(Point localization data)
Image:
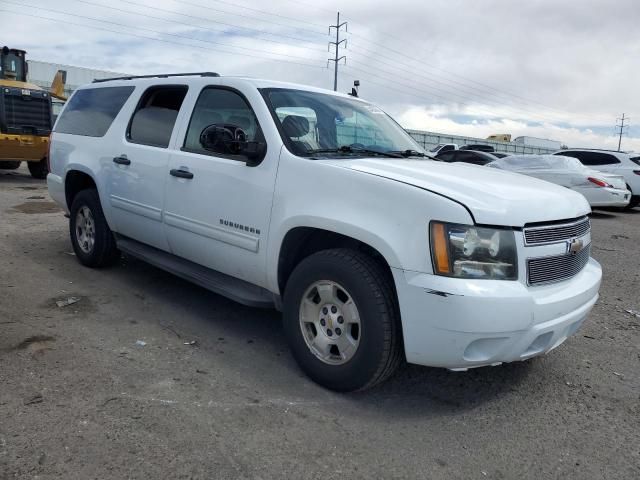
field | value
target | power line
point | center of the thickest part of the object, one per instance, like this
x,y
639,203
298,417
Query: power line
x,y
209,8
336,44
467,100
190,25
265,12
464,89
311,5
430,98
177,35
465,79
622,126
194,17
216,50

_What to work on_. Each entry above should be returned exactly as written, minus its pictures.

_Result of the exercise_.
Image:
field | value
target | power line
point | center of the thickest part of the object, one per instance, like this
x,y
639,203
298,417
Query: power line
x,y
209,8
336,44
467,100
190,25
265,12
464,89
311,5
430,98
177,35
465,79
622,126
194,17
216,50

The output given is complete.